Data records: Begin

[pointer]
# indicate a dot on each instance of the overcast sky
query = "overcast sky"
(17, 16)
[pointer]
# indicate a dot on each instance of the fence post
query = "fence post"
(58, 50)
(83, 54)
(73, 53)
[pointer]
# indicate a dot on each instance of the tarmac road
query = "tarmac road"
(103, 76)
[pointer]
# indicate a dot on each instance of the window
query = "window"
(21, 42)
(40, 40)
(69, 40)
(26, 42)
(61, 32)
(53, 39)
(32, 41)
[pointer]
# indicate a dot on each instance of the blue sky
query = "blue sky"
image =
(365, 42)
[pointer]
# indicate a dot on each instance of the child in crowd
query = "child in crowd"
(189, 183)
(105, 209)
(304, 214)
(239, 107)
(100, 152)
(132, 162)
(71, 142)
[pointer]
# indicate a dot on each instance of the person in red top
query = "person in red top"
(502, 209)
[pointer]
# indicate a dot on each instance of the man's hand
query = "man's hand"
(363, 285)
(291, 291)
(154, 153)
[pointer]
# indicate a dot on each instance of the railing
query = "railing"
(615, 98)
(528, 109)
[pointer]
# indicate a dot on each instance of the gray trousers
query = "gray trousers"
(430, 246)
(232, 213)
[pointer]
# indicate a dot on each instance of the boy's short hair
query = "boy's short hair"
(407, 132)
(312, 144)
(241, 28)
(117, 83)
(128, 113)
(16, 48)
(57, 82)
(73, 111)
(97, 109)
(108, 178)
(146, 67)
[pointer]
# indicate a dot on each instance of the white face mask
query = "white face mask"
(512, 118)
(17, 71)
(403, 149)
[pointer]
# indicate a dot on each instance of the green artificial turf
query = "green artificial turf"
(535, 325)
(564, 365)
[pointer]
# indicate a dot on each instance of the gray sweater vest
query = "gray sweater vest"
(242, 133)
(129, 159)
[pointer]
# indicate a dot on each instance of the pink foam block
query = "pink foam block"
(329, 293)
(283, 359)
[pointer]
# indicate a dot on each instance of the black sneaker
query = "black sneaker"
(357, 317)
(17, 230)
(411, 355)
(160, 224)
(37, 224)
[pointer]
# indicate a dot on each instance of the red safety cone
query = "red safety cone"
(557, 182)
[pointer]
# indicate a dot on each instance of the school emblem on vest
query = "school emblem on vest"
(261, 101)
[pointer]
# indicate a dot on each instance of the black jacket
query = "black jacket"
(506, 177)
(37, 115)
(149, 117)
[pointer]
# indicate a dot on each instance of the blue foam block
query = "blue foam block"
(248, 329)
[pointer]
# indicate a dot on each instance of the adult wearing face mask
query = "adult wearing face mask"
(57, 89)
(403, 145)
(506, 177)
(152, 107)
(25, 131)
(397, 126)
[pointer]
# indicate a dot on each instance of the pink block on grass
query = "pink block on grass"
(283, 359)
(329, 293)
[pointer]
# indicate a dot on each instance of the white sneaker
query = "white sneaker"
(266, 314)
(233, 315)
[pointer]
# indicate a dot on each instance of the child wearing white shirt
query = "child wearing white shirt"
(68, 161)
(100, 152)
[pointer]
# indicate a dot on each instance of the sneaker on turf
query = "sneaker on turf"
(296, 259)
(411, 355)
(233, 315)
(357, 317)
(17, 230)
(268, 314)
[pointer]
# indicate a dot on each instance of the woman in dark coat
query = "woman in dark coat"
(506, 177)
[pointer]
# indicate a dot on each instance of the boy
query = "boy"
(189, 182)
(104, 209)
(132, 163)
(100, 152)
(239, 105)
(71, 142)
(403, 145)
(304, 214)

Data records: End

Task details ▸ The records above must be printed again in full, exactly as written.

Written answer ▸
[pointer]
# indicate a dot on each instance of the overcast sky
query = "overcast sky"
(17, 16)
[pointer]
# indicate a dot on each instance of the fence post
query = "fence post"
(58, 50)
(83, 54)
(73, 53)
[pointer]
# indicate a dot on each instance of the tarmac road
query = "tarmac road"
(103, 76)
[pointer]
# indicate a dot on each instance of the window
query = "window"
(21, 42)
(40, 40)
(69, 40)
(26, 42)
(61, 32)
(53, 39)
(32, 41)
[pointer]
# indicate a dot on each instance of the blue sky
query = "blue sky"
image =
(365, 42)
[pointer]
# indicate a dot on each instance of the child in crowd
query = "child in crowd"
(189, 183)
(105, 209)
(304, 214)
(239, 107)
(100, 152)
(132, 162)
(71, 142)
[pointer]
# indicate a dot on each instance of the person in red top
query = "person in red top"
(502, 209)
[pointer]
# indicate a dot on each instance of the man's hand
query = "man's hand"
(363, 285)
(291, 291)
(154, 153)
[pointer]
# indicate a dot on each instance of the railing
query = "railing"
(615, 98)
(528, 109)
[pointer]
# indicate a dot on each instance of the gray trousers
query = "gray trousers"
(430, 246)
(232, 213)
[pointer]
# indicate a dot on each instance of the boy's short hair
query = "boy's short hair"
(407, 132)
(312, 144)
(241, 28)
(117, 83)
(128, 113)
(16, 48)
(57, 82)
(73, 111)
(97, 109)
(108, 178)
(146, 67)
[pointer]
# indicate a dot on each instance of the white face mask
query = "white face mask"
(512, 118)
(17, 71)
(403, 149)
[pointer]
# indicate a dot on each instance of the green artificial turf
query = "green artificial turf"
(535, 325)
(564, 365)
[pointer]
# indicate a dot on each instance of the gray sweater vest
query = "gray sweater vest"
(242, 133)
(129, 159)
[pointer]
# indicate a dot on each instance of the pink foam block
query = "pink foam block"
(329, 293)
(283, 359)
[pointer]
# indicate a dot on each instance of the black sneaker
query = "black sneaker"
(357, 317)
(17, 230)
(411, 355)
(160, 224)
(37, 224)
[pointer]
# indicate a dot on each instance of the red safety cone
query = "red safety cone"
(557, 182)
[pointer]
# indicate a dot on each instance of the school emblem on vest
query = "school emblem on vest"
(261, 101)
[pointer]
# indicate a dot on each instance of the black jacket
query = "black jacket"
(506, 177)
(37, 115)
(149, 117)
[pointer]
# indicate a dot on each instance of the blue foam block
query = "blue foam block"
(248, 329)
[pointer]
# indicate a dot on each instance of the adult wearing face mask
query = "adult wearing face mask"
(57, 89)
(403, 145)
(506, 177)
(152, 107)
(25, 131)
(397, 126)
[pointer]
# indicate a dot on each instance of the pink block on grass
query = "pink block on grass"
(283, 359)
(329, 293)
[pointer]
# indicate a dot on each instance of the white sneaker
query = "white sneaker"
(266, 314)
(233, 315)
[pointer]
# indicate a dot on each instance of the child wearing white shirt
query = "child wearing white shirt"
(68, 161)
(100, 152)
[pointer]
# indicate a dot on each instance of the sneaker on turf
query = "sneaker on turf"
(296, 259)
(411, 355)
(233, 315)
(357, 317)
(17, 230)
(268, 314)
[pointer]
# indicate a dot on each instance of the woman in dark coat
query = "woman in dark coat"
(506, 177)
[pointer]
# indicate a dot on each instance of the boy
query = "boy"
(189, 182)
(104, 209)
(132, 163)
(100, 152)
(239, 105)
(71, 142)
(403, 145)
(304, 214)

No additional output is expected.